#### Given exercise
Reproduce the lines of the material exactly, excluding every image.

#### Exercise input
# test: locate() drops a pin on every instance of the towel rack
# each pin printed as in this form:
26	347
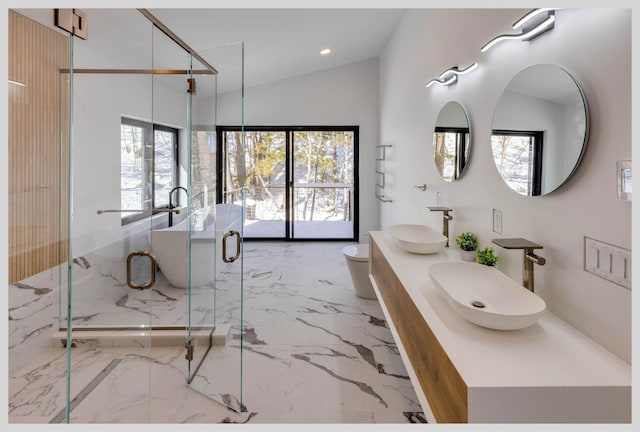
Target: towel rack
381	157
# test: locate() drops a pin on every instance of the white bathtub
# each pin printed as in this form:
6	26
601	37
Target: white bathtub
171	247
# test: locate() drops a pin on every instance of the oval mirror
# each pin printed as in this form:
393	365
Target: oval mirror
451	141
539	130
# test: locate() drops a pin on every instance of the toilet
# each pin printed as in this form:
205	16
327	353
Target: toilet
357	257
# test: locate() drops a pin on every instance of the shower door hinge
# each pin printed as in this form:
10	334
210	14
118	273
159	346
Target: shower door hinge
189	347
72	20
192	85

#### Task result
# test: locate() drops a pin on every instance of the towel rack
# each pin printed as in this form:
26	347
Target: towel rack
381	157
# test: locate() drops a pin on every instance of the white bathtub
# each pin printed as in this form:
6	26
601	37
Target: white bathtub
171	247
# test: locate() drops a pin on every instance of the oval mirror
# each pin printed as in this form:
393	365
Target: oval mirror
451	141
539	130
# test: locate() drops a pin on every instance of the toilet
# each pin printed as in this form:
205	16
327	353
Target: toilet
357	257
# test: locate() drops a pin on every instance of the shower door hinge
# each pin printed as in this form:
10	334
210	14
118	273
159	346
Target: shower door hinge
189	347
72	20
192	85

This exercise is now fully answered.